Tasks and exercises:
a – Return the passage from "If the quadratic" to "1/(2x^2 + 12x + 10)" in the page on integrating 1/(ax^2 + bx + c).
b – According to the page on integrating 1/(ax^2 + bx + c), what do you do when the quadratic expression has no real roots?

The function f(x) = 1/(ax^2 + bx + c) is a rational function with a quadratic denominator. There are three cases to consider for the quadratic ax^2 + bx + c with real number coefficients: the expression has two distinct real roots, the equation has one real root repeated, or the equation has two complex roots. Depending on the case, the method of integration is different.

If the quadratic expression has two distinct real roots, then you find the antiderivative of 1/(ax^2 + bx + c) by factoring the quadratic and using the method of partial fractions. If the expression has one repeated root, then the expression is a perfect square and can be integrated the same as 1/x^2. And finally, if the expression has no real roots, then you complete the square to put it in the form x^2 + r^2. Each of these cases is worked out with an example.


Example 1: Antiderivative of 1/(2x^2 + 12x + 10)

The quadratic 2x^2 + 12x + 10 factors as 2(x+1)(x+5), which has the roots x = -1 and x = -5. Since these are distinct real numbers, we must simplifly the integrand 1/[2(x+1)(x+5)] using the technique of partial fractions. The first thing we will do is factor out the 1/2 and just look at the rational function 1/[(x+1)(x+5)]. What we want to do is find some constants A and B such that

A/(x+1) + B/(x+5) = 1/[(x+1)(x+5)]

Giving both sides a like denominator produces the equivalent equation

A(x+5)/[(x+1)(x+5)] + B(x+1)/[(x+1)(x+5)] = 1/[(x+1)(x+5)]

Clearing the denominator gives us

A(x+5) + B(x+1) = 1
(A+B)x + (5A+B) = 0x + 1

This gives us two equations in two unknown variables A and B:

A + B = 0 and 5A + B = 1

Using methods of solving linear systems, we see that A = 1/4 and B = -1/4. Putting the factor of 1/2 back in gives us the equivalence

1/[2(x+1)(x+5)] = (1/8)/(x+1) + (-1/8)/(x+5)

And now we can compute the integral of 1/[2(x+1)(x+5)] as follows:

∫ 1/[2(x+1)(x+5)] dx
= ∫ (1/8)/(x+1) dx + ∫ (-1/8)/(x+5) dx
= (1/8)Ln(x+1) - (1/8)Ln(x+5) + C
= (1/8)Ln[ (x+1)/(x+5) ] + C

Example 2: Antiderivative of 1/(2x^2 + 12x + 18)

The quadratic expression 2x^2 + 12x + 18 factors into 2(x+3)(x+3) = 2(x+3)^2, which has the repeated real root x = -3. This case can be integrated using a simple u-substitution. First we have

∫ 1/[2x^2 + 12x + 18] dx
= (1/2) * ∫ 1/(x+3)^2 dx

Now we use the substitution x = u - 3 with dx = du. This gives us

(1/2) * ∫ 1/(x+3)^2 dx
= (1/2) * ∫ 1/u^2 du
= (1/2) * -1/u + C
= -1/(2u) + C

And now the reverse substitution gives us

-1/(2u) + C
= -1/(2x + 6) + C

Example 3: Antiderivative of 1/(2x^2 + 12x + 26)

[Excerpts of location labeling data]
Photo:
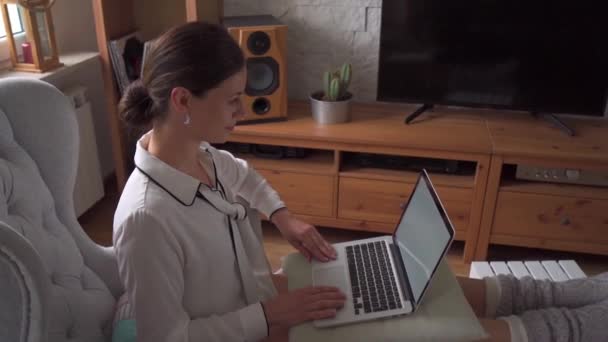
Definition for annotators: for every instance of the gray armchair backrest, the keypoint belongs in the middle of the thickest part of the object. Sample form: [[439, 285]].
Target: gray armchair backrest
[[38, 163]]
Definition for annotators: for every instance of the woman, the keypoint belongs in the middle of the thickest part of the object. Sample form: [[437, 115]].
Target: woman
[[526, 309], [190, 263]]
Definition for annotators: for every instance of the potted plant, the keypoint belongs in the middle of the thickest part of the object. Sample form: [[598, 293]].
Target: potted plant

Results of the exercise:
a –
If the quadratic expression has two distinct real roots, then you find the antiderivative of 1/(ax^2 + bx + c) by factoring the quadratic and using the method of partial fractions. If the expression has one repeated root, then the expression is a perfect square and can be integrated the same as 1/x^2. And finally, if the expression has no real roots, then you complete the square to put it in the form x^2 + r^2. Each of these cases is worked out with an example.


Example 1: Antiderivative of 1/(2x^2 + 12x + 10)

b – You complete the square to put it in the form x^2 + r^2.